# Data in this exercise
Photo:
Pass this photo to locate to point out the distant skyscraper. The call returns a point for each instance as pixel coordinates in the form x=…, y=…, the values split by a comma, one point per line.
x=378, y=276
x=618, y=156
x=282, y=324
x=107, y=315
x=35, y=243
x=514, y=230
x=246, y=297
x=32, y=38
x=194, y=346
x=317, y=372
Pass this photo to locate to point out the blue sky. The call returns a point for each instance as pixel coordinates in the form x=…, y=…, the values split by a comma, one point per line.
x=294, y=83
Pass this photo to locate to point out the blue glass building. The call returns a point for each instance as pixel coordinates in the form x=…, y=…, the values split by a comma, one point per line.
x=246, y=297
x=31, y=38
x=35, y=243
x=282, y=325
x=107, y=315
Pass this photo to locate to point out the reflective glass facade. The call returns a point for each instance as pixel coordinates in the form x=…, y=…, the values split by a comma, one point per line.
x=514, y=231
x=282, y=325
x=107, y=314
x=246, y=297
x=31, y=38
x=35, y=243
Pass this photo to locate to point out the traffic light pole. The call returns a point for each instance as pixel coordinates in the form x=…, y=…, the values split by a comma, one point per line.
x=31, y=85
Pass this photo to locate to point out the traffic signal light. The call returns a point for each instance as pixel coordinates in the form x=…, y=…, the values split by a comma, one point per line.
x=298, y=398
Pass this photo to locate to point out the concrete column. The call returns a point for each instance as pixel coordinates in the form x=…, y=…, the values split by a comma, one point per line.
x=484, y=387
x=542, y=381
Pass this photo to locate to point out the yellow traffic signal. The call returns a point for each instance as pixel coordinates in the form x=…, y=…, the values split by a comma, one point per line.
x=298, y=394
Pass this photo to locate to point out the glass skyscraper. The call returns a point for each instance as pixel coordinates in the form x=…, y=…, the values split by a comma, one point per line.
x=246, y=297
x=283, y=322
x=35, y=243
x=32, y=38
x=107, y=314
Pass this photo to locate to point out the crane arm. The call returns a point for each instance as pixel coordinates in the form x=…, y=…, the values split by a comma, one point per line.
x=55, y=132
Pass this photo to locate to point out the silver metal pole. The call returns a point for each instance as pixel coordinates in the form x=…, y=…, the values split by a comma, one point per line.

# Aim of the exercise
Line by line, retype the records with no changes.

# Answer box
Photo:
Pass this photo to locate to point out the distant skyscraper. The call returns a point for each instance as pixel coordinates in the form x=…, y=…, the values split by a comma, one point per line.
x=378, y=276
x=618, y=156
x=282, y=324
x=107, y=315
x=35, y=243
x=514, y=230
x=246, y=297
x=32, y=38
x=194, y=346
x=317, y=372
Pass this photo to locate to point out the blue sky. The call returns a point for each instance as pixel coordinates in the form x=…, y=…, the values split by a comma, one point per line.
x=294, y=83
Pass this photo to locate to point out the blue glass building. The call returns a point for each instance as pixel coordinates in the form x=…, y=…, the values split by a comma, one point per line.
x=246, y=297
x=31, y=38
x=35, y=243
x=282, y=325
x=107, y=315
Pass this photo to locate to point out the reflective glass facade. The call returns a point for each instance as pixel coordinates in the form x=…, y=…, the values split by a comma, one point per line.
x=514, y=231
x=282, y=325
x=107, y=314
x=246, y=297
x=31, y=38
x=35, y=243
Pass this photo to locate to point out the traffic light pole. The call returns a point for each instance as pixel coordinates in the form x=…, y=…, the values split by a comma, one point per line.
x=31, y=85
Pass this photo to locate to point out the traffic signal light. The call returns a point for each instance as pixel coordinates in the form x=…, y=…, the values split by a comma, one point per line.
x=298, y=398
Pass this photo to locate to point out the concrete column. The call returns a point for each instance as pixel coordinates in the form x=…, y=…, the values split by a comma, one point per line.
x=484, y=387
x=542, y=381
Pass this photo to locate to point out the yellow traffic signal. The call returns a point for each instance as pixel coordinates in the form x=…, y=…, the values split by a comma, one point per line.
x=298, y=394
Pass this photo to locate to point out the glass skyscraper. The call returns a point for each instance as pixel coordinates in the form x=…, y=…, the values split by a comma, one point per line.
x=246, y=297
x=283, y=322
x=35, y=243
x=32, y=38
x=107, y=314
Pass this photo to locate to point out the crane arm. The call returns a point for each instance as pixel coordinates in the form x=…, y=…, the values split by a comma, one point per line.
x=55, y=132
Pass this photo to locate to point out the silver metal pole. The call returns a point for each instance as pixel coordinates in the form x=…, y=…, the values split by a comma, one point per line.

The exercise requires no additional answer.